─── The data ───

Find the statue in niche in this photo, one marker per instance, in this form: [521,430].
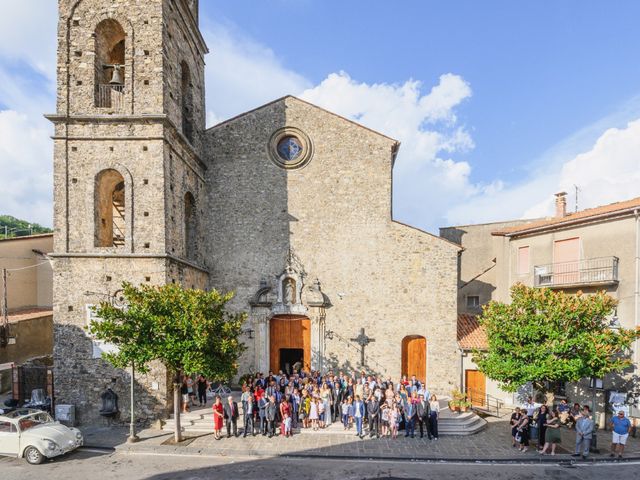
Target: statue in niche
[289,291]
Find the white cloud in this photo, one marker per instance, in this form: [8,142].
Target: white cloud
[25,163]
[432,183]
[242,74]
[27,90]
[426,178]
[28,34]
[609,171]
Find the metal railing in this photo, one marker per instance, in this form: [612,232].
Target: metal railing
[602,270]
[110,96]
[484,402]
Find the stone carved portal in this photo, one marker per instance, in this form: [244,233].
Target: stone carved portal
[289,319]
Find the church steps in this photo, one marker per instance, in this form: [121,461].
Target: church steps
[201,422]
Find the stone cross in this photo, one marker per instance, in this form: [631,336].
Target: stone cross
[363,341]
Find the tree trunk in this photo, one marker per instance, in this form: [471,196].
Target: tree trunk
[177,400]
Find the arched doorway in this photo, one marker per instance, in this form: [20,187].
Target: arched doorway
[289,342]
[414,356]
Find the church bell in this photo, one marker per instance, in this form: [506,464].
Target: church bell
[116,78]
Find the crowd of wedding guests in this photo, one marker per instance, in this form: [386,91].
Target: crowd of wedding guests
[278,404]
[541,424]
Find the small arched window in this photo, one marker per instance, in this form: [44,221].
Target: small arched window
[190,227]
[109,64]
[289,291]
[187,101]
[109,207]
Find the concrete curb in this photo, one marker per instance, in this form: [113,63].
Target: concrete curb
[563,459]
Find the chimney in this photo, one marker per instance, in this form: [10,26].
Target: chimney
[561,204]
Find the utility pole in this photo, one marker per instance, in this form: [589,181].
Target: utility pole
[4,330]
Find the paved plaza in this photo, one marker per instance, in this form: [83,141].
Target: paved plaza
[493,443]
[116,466]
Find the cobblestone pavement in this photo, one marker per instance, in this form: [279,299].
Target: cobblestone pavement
[493,443]
[83,465]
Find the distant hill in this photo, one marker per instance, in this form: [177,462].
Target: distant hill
[19,228]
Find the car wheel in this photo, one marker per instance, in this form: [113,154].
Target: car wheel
[33,456]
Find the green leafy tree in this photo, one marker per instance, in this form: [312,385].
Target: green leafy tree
[14,227]
[546,336]
[188,330]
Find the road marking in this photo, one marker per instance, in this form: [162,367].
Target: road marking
[478,463]
[106,451]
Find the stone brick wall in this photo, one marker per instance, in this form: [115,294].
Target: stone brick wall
[143,141]
[79,378]
[335,215]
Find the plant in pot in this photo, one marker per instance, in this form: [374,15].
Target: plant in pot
[457,399]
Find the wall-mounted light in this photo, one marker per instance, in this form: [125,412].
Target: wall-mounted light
[614,323]
[249,332]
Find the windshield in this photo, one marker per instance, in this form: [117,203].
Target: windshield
[34,420]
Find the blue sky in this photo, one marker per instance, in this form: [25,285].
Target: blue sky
[539,71]
[498,104]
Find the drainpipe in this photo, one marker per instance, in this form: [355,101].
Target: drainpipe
[636,293]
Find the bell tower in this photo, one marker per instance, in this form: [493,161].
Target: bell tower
[128,176]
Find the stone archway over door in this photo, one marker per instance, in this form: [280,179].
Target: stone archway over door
[414,357]
[287,333]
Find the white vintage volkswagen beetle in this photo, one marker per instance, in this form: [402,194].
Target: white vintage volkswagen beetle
[34,435]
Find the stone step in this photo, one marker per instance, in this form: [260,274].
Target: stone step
[449,424]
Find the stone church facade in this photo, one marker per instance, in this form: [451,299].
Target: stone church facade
[288,205]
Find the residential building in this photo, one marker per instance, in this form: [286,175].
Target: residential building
[588,251]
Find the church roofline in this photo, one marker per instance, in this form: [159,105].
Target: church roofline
[397,142]
[453,244]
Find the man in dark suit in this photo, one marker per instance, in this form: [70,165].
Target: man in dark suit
[231,416]
[336,391]
[249,408]
[262,413]
[271,411]
[373,409]
[410,416]
[423,410]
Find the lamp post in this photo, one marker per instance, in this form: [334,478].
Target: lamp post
[132,426]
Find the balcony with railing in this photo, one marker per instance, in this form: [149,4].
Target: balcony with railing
[591,271]
[111,96]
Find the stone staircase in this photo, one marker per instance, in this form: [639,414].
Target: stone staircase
[200,422]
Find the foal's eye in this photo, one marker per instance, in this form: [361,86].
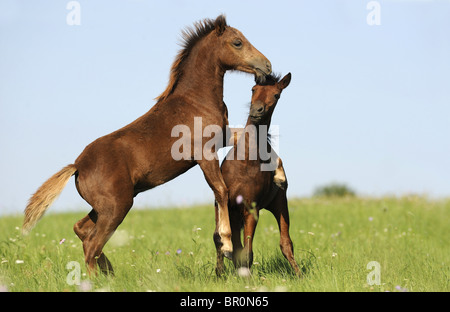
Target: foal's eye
[237,43]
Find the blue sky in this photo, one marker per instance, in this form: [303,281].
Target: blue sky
[368,105]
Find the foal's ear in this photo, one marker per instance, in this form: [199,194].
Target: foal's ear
[285,81]
[220,24]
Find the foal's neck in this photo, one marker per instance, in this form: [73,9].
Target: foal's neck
[252,144]
[203,74]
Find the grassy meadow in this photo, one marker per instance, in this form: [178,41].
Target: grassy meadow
[172,250]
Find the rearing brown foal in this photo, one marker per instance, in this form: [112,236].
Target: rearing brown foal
[250,187]
[113,169]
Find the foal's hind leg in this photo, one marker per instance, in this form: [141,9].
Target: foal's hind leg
[82,228]
[279,208]
[109,214]
[213,176]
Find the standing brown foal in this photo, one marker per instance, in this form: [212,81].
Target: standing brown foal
[250,188]
[113,169]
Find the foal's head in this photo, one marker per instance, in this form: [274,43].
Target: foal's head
[265,97]
[237,53]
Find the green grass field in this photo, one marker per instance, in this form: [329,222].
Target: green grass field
[172,250]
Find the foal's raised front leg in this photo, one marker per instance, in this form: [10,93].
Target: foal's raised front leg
[279,208]
[213,176]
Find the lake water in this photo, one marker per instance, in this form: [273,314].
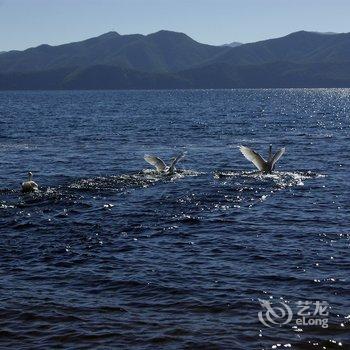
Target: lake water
[109,254]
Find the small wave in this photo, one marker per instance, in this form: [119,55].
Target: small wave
[279,178]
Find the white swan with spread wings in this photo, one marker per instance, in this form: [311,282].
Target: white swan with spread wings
[265,166]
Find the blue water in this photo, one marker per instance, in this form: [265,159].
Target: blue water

───

**What is required**
Leaving aside the pictures, copy the listing above exactly.

**Response to this task**
Find the statue in niche in this photo, one marker per instance, in this form: [521,430].
Target: statue in niche
[289,291]
Find the white cloud in this photo, one marker per instance, in this form: [8,142].
Target: white cloud
[25,163]
[432,183]
[242,74]
[27,90]
[426,178]
[28,34]
[609,171]
Find the metal railing in this photo, one marker per instance, in this form: [612,232].
Target: metal railing
[602,270]
[110,96]
[484,402]
Find the stone carved portal in this photo, one marker per instance, in this form: [244,233].
Target: stone carved portal
[289,319]
Find the church steps in this photo, one marker per instance, in this form: [121,461].
Target: church steps
[201,422]
Find the stone cross in this photo, one marker per instance, in this form: [631,336].
Target: stone cross
[363,341]
Find the tree trunk in this photo, one marker per instance, in this form: [471,196].
Target: tree trunk
[177,400]
Find the arched doorway in this photo, one marker per instance, in this form: [20,187].
Target: arched doorway
[289,342]
[414,356]
Find the church bell in this photo, one marker per instance, in this form: [506,464].
Target: church bell
[116,78]
Find the crowd of wedding guests in this photo, one marker per instance, in this form: [386,91].
Target: crowd of wedding guests
[278,404]
[541,424]
Find the small arched window in this photo, one marker per instance, in this form: [44,221].
Target: small arched window
[190,227]
[109,64]
[289,291]
[187,101]
[109,207]
Find the concrete curb in this photo, one marker per instance, in this form: [113,63].
Target: concrete curb
[563,459]
Find the chimney in this photo, one marker per instance, in this form: [10,26].
Target: chimney
[561,204]
Find the utility pole in this photo, one marker per instance, in this form: [589,181].
Target: utility pole
[4,330]
Find the paved plaza in this photo, one marker per instance, in this form: [83,141].
Target: paved plaza
[493,443]
[116,466]
Find the cobblestone pavement in this photo, one marker per instance, in this form: [279,299].
Target: cobblestone pavement
[493,443]
[83,465]
Find the distant hill in this photo, one marker per instance, in this form: [177,462].
Target: distant hill
[19,228]
Find the car wheel in this photo, one marker per instance, in this form: [113,154].
Target: car wheel
[33,456]
Find the green leafy tree in this photo, one marker per instance, in this form: [312,385].
Target: green leafy tree
[14,227]
[546,336]
[188,330]
Find the road marking in this photo, one marker per instance, in this form: [162,367].
Target: road marking
[478,463]
[106,451]
Find the stone brick wall in this photo, one marker per instance, in this form: [115,294].
Target: stone brick wall
[143,141]
[79,378]
[335,215]
Find the plant in pot in this photo, one marker per instance, in this form: [374,15].
Target: plant in pot
[457,399]
Find the wall-mounted light in this photo, one marker per instance, in this form: [125,412].
Target: wall-mounted light
[614,323]
[249,332]
Find the windshield in this photo, one marker per instance, in this form: [117,203].
Target: windshield
[34,420]
Find the blue sky in this photo, one marker per instance, in this form: [25,285].
Target: blue sky
[539,71]
[498,104]
Find the drainpipe in this photo, one marker per instance, in this form: [355,101].
Target: drainpipe
[636,293]
Find the bell tower in this photo, one marker per instance, in this form: [493,161].
Target: bell tower
[128,176]
Find the stone archway over door in this photo, one marker per instance, in this form: [280,179].
Target: stone archway over door
[414,357]
[287,333]
Find the white vintage volkswagen beetle in this photo, one marker per instance, in this form: [402,194].
Target: white vintage volkswagen beetle
[34,435]
Find the stone step in this photo, one marker per instance, in this form: [260,274].
Target: stone step
[449,424]
Find the stone church facade in this photo, one marker per instance, in this form: [451,299].
Target: stone church facade
[288,205]
Find the residential building in this photo, one marker per instance, in this form: [286,175].
Target: residential building
[588,251]
Find the church roofline in this photo, one marker per instance, in this form: [159,105].
Target: church roofline
[397,142]
[453,244]
Find the man in dark suit in this photo, one marker per instance, in this form: [70,165].
Target: man in dark suit
[231,416]
[336,391]
[249,408]
[262,413]
[271,411]
[373,409]
[410,416]
[423,410]
Find the lamp post in this photo, one marker per instance, in this form: [334,478].
Target: lamp post
[132,426]
Find the balcony with railing in this photo, one marker per instance, in this form: [149,4].
Target: balcony with railing
[591,271]
[111,96]
Find the stone staircase in this photo, one marker per instance, in this form: [639,414].
Target: stone staircase
[200,422]
Find the foal's eye in this photo, one marker per instance, in this form: [361,86].
Target: foal's eye
[237,43]
Find the blue sky in this photo, one marker per instance, in this form: [303,281].
Target: blue sky
[368,105]
Find the foal's ear in this photo, one marker per instance, in this form: [199,194].
Target: foal's ear
[285,81]
[220,24]
Find the foal's neck in this photo, one marker per instance, in this form: [73,9].
Target: foal's neck
[252,144]
[203,74]
Find the grassy meadow in this photo, one marker per instance, in this form: [178,41].
Target: grassy meadow
[172,250]
Find the rearing brown foal in this photo, one marker per instance, in this form: [112,236].
Target: rearing brown foal
[250,187]
[113,169]
Find the foal's hind leg in this photo, one marker per instance, in this form: [141,9].
Target: foal's hind leg
[82,228]
[279,208]
[109,214]
[213,176]
Find the standing brown foal in this photo, one marker per instance, in this form: [212,81].
Target: standing brown foal
[250,188]
[113,169]
Find the foal's head in this photo, one marker per instance, in this form: [274,43].
Target: foal's head
[265,97]
[237,53]
Find the green grass field in this photo, one marker per instance, in this form: [329,222].
Target: green grass field
[172,250]
Find the foal's raised front leg in this photo, one marker per instance, in this form: [10,93].
Target: foal's raised front leg
[279,208]
[213,176]
Find the lake water in this photo, one marker per instance, in this form: [273,314].
Target: lake water
[109,254]
Find the small wave in this photo, one marker per instance, in this form: [119,55].
Target: small wave
[279,178]
Find the white swan with spread wings in this photo, one marker per instance, in this form: [311,282].
Target: white swan with spread wings
[265,166]
Find the blue water in this photo, one marker per instance, in this form: [265,159].
Target: blue water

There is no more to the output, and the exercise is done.